_Task statement_:
An exact reproduction of the data below is expected, free of images.
** Data for analysis follows **
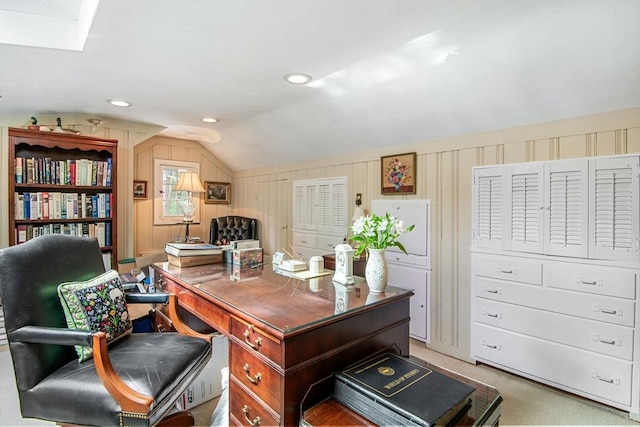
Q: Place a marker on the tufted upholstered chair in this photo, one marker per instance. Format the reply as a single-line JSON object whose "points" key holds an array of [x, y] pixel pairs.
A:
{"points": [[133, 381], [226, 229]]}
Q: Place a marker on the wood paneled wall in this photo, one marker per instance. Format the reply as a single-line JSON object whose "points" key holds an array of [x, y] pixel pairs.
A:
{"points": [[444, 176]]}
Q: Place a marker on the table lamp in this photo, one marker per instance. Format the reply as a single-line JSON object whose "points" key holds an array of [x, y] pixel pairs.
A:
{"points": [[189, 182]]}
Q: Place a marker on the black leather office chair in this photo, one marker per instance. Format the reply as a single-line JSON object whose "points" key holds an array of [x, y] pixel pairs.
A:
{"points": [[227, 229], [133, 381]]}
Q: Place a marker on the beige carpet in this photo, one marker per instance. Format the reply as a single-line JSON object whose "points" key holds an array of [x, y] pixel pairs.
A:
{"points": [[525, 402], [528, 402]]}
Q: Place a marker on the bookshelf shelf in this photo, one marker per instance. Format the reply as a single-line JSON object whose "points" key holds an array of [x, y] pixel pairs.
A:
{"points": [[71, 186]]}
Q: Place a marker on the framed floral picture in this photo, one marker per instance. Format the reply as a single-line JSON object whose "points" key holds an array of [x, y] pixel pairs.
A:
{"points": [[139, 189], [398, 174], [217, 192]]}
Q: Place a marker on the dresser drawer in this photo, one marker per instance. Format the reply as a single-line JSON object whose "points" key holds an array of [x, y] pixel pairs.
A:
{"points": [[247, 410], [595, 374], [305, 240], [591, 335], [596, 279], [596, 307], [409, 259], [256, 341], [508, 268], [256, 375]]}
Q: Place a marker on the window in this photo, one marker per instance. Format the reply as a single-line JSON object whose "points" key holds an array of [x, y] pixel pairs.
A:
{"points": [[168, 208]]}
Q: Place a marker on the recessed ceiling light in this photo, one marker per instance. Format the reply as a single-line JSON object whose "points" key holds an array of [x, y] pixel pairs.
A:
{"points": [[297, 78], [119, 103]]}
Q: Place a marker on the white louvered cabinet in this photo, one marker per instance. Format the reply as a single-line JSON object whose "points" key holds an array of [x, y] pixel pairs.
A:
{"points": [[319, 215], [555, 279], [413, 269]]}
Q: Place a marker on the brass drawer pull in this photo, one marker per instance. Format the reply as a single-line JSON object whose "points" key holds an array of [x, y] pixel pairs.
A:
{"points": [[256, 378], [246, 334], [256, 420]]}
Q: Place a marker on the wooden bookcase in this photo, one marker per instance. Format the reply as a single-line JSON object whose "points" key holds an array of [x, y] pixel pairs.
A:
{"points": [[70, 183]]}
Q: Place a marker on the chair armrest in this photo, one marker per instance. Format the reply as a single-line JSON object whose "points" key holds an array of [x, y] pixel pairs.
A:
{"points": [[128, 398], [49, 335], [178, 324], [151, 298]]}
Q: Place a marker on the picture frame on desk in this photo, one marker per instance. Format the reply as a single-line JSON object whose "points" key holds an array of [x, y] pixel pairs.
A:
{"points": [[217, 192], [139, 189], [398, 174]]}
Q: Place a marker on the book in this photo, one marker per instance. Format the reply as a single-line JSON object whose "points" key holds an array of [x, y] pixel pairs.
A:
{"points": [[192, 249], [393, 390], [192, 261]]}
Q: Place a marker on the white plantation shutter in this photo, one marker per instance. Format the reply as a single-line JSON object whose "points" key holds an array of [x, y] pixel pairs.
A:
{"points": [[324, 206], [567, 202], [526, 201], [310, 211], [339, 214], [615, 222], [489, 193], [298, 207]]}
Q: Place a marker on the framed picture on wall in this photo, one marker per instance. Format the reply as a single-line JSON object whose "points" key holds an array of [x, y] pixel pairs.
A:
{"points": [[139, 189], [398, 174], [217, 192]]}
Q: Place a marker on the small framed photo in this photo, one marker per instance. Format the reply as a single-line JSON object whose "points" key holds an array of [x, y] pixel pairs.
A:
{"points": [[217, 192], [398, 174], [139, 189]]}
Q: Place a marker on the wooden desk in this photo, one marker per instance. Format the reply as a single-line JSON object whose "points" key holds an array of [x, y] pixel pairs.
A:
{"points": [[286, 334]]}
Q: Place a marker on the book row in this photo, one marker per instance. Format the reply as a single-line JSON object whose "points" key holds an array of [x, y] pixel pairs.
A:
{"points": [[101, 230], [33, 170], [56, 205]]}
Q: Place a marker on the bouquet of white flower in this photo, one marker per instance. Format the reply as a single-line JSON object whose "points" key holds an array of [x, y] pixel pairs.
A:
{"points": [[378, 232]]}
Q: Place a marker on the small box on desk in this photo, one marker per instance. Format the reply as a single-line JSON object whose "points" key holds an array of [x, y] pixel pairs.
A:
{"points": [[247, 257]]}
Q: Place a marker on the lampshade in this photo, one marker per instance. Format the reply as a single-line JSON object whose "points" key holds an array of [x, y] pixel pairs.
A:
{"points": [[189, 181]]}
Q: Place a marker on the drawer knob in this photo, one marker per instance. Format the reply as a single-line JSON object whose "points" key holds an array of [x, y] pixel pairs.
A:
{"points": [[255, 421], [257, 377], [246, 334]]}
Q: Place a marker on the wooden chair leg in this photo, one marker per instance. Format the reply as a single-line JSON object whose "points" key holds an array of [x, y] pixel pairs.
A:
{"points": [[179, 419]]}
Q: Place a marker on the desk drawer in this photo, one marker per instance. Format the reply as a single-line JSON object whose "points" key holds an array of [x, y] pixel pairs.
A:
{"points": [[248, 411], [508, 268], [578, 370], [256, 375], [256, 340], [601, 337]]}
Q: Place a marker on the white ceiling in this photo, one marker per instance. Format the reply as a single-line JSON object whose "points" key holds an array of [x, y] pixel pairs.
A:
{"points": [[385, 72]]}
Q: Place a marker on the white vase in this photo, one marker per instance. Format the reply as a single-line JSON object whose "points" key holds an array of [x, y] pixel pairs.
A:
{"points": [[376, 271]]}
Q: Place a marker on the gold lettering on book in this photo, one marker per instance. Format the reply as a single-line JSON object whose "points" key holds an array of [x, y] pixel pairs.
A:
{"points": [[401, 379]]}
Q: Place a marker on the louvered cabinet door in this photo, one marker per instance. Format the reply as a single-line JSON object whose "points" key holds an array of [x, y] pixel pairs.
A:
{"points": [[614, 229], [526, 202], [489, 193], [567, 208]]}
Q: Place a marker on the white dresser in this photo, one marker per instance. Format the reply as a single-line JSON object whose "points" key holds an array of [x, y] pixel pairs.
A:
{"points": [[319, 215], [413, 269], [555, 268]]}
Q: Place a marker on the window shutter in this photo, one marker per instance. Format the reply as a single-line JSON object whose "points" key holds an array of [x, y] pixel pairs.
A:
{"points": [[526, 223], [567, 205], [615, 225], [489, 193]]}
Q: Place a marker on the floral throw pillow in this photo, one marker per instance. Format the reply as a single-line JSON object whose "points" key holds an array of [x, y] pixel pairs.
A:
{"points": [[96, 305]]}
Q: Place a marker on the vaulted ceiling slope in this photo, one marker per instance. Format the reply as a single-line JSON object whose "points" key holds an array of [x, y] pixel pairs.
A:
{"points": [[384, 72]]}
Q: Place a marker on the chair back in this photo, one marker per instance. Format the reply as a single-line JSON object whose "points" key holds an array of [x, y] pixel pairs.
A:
** End of Data for analysis **
_Solution to this exercise_:
Q: Place a marker on the tufted upholstered chair in this photo, one marker per instance. Format the reply as a single-line JSON object whose "points" key holds an array of [x, y] pixel pairs.
A:
{"points": [[133, 381], [226, 229]]}
Q: Place a marker on the wood paneled wall in this photo, one marker per instance. Format the reply as a single-line JSON object whose "points" key holds an array of [x, y] pixel pairs.
A:
{"points": [[444, 176]]}
Q: Place a marker on the table lamp in this photo, one marker per instance. Format the reply as a single-line JSON object whose "points" key holds an array of [x, y] pixel pairs.
A:
{"points": [[189, 182]]}
Q: Place a marker on the black leather office chair in this photo, one marker per instance. Format the reply as a single-line JSON object whose "points" key holds an array of [x, y] pixel pairs.
A:
{"points": [[227, 229], [133, 381]]}
Q: Place a marker on the beige carpet in this photo, one marker per instance. Format the reply as a single-line JSON object whose "points" key holds an array of [x, y] pixel pairs.
A:
{"points": [[525, 402], [528, 402]]}
Q: Place a marker on the bookshelf shelf in this photo, one marker per instance. Format the reply as a single-line JSON object whose "points" key holds an array of [x, y] pixel pairs.
A:
{"points": [[71, 186]]}
Q: Place a marker on the framed floral picture in this photo, one marker per instance. Format the reply as a single-line JSON object whose "points" key holds an array of [x, y] pixel pairs.
A:
{"points": [[139, 189], [398, 174], [217, 192]]}
Q: Place a marker on the dresser drawer in this photo, one marker per instance. Format the reply as a single-line JSON object whose "points" key holds an array of [x, y] pixel pairs.
A:
{"points": [[247, 410], [595, 374], [305, 240], [591, 335], [596, 279], [596, 307], [409, 259], [256, 341], [508, 268], [256, 375]]}
Q: Place a marker on the window in this photo, one marker per instance. Format the reply as a single-line JSON object whose "points" key holds an array of [x, y] pixel pairs.
A:
{"points": [[168, 208]]}
Q: Place a marker on the recessed ceiling light in this photo, one marker per instance. Format the reply as a single-line JSON object whose "points" key holds an array of [x, y] pixel pairs.
A:
{"points": [[297, 78], [119, 103]]}
Q: Place a marker on the white louvered cabinet in this photo, one marker per instance. Format the reply as a single-line JSON object whose "points" key holds an array of [x, y] pixel pairs.
A:
{"points": [[319, 215], [555, 279], [413, 269]]}
Q: Place a marker on the brass drawer pull in this photo, one marker per instance. Format the reply as a single-line JSON object whose "points" key holds an array of [x, y] pixel pairs.
A:
{"points": [[256, 378], [246, 334], [256, 420]]}
Q: Place a marker on the wooden bookcase in this photo, one marker per instance. Format the reply as a single-line JSON object whose "points" key holds an array of [x, y] pixel pairs.
A:
{"points": [[70, 183]]}
Q: Place a marker on the chair armrest in this photo, one marker per instance. Format the reply as a single-line JSON object whose "points" key holds an array of [x, y] pixel pairs.
A:
{"points": [[128, 398], [49, 335], [178, 324], [151, 298]]}
Q: Place a marker on the picture frame on desk in this photo, one marker per instance. Format the reply as a single-line JSON object whose "points" key holds an array of [x, y] pixel pairs.
A:
{"points": [[217, 192], [139, 189], [398, 174]]}
Q: Place a marker on the book in this photo, one marker per instance. Format the reply as a single-line JSON object whose "points" key holds an array of [x, y] pixel pairs.
A:
{"points": [[192, 249], [393, 390], [192, 261]]}
Q: Place a marker on the white plantation shutter in this photo, one marker per instance. Format the reply as a single-line JSON object whose "points" key holds an array of [x, y] pixel pairs.
A:
{"points": [[324, 206], [567, 202], [526, 201], [310, 211], [339, 214], [615, 222], [489, 193], [298, 207]]}
Q: Place a marker on the framed picture on wall in this photo, one marker per instance. Format the reply as a single-line JSON object whose "points" key holds an array of [x, y] pixel pairs.
A:
{"points": [[139, 189], [398, 174], [217, 192]]}
Q: Place a marker on the small framed photo in this photo, one marker per instance. Format the reply as a single-line JSON object whose "points" key holds an array of [x, y] pixel pairs.
A:
{"points": [[217, 192], [398, 174], [139, 189]]}
Q: Place a marker on the wooden desk in this photo, one marker per instance. Format the reply as a single-line JSON object whose "points" key holds an array of [x, y] pixel pairs.
A:
{"points": [[286, 334]]}
Q: Place a marker on the book row in this photo, one marker per instance. Format the reply as a single-line JSON object whose "points" key holds an array of [x, y] pixel pairs.
A:
{"points": [[101, 230], [33, 170], [56, 205]]}
Q: Place a marker on the bouquet of white flower in this photo, one marker per instance. Format the reply as a single-line JSON object whose "points" key holds an array of [x, y] pixel pairs.
A:
{"points": [[378, 232]]}
Q: Place a marker on the small box on desk in this photo, one marker per instance. Format the reply as a single-line JSON object whose "points" key holds an array of [x, y] pixel pairs.
A:
{"points": [[247, 257]]}
Q: Place a marker on the lampshade in this photo, one marker per instance. Format the reply as a single-line JSON object whose "points" key holds an array of [x, y] pixel pairs.
A:
{"points": [[189, 181]]}
Q: Place a marker on the drawer knob in this photo, one marker per instance. Format the reply as a single-line JSON object whose "points" key holds an array of [x, y] pixel pairs.
A:
{"points": [[255, 421], [257, 377], [246, 334]]}
Q: Place a marker on the wooden chair leg in this photo, one marker per instance. Format the reply as a single-line JSON object whose "points" key holds an array of [x, y] pixel pairs.
A:
{"points": [[179, 419]]}
Q: Place a marker on the desk drawer in this photo, one marker per instance. Format the reply as a single-line JSON object whose "points" key holds an array of [x, y] pixel pairs.
A:
{"points": [[248, 411], [508, 268], [578, 370], [256, 375], [256, 340], [601, 337]]}
Q: Place a marker on the white ceiling in this photo, one marker per instance. Format the reply as a single-line JSON object whose "points" key holds an array of [x, y] pixel pairs.
A:
{"points": [[385, 72]]}
Q: Place a marker on the white vase in this photo, one marker per instance. Format the reply as a single-line JSON object whose "points" key holds an array of [x, y] pixel pairs.
A:
{"points": [[376, 271]]}
Q: Place a marker on the gold lettering on book in this photo, one marker per instance. Format the reply as a single-line JSON object whose "points" key holds an array of [x, y] pixel pairs.
A:
{"points": [[401, 379]]}
Q: Place a marker on the louvered cabinet door in this photo, one marker per instance. Format the reply as a single-line JSON object whose "points" key holds an array of [x, y] pixel pairs.
A:
{"points": [[614, 229], [526, 202], [489, 193], [567, 208]]}
Q: Place a marker on the white dresser in this photo, one marker per instance. Format the reply as a single-line JSON object whose "points" key holds an array of [x, y] pixel pairs.
A:
{"points": [[319, 215], [413, 269], [555, 268]]}
Q: Place a marker on the window shutter in this photo, one marker per instance. Format the reply as a single-line JSON object whose "points" key holds an array of [x, y] pixel pairs.
A:
{"points": [[526, 223], [567, 205], [615, 225], [489, 193]]}
Q: Place a marker on the floral throw pillow in this photo, one marker per instance. Format the reply as a single-line JSON object whose "points" key holds an array of [x, y] pixel pairs.
A:
{"points": [[96, 305]]}
Q: Place a marker on the vaulted ceiling slope in this photo, one marker per instance. Format the reply as a single-line JSON object whose "points" key holds an array of [x, y] pixel pairs.
A:
{"points": [[384, 72]]}
Q: Place a marker on the chair back in this photo, one marker per instance. Format the reply as a single-line JSON object whose "points" key holds an array of [x, y] pixel pairs.
A:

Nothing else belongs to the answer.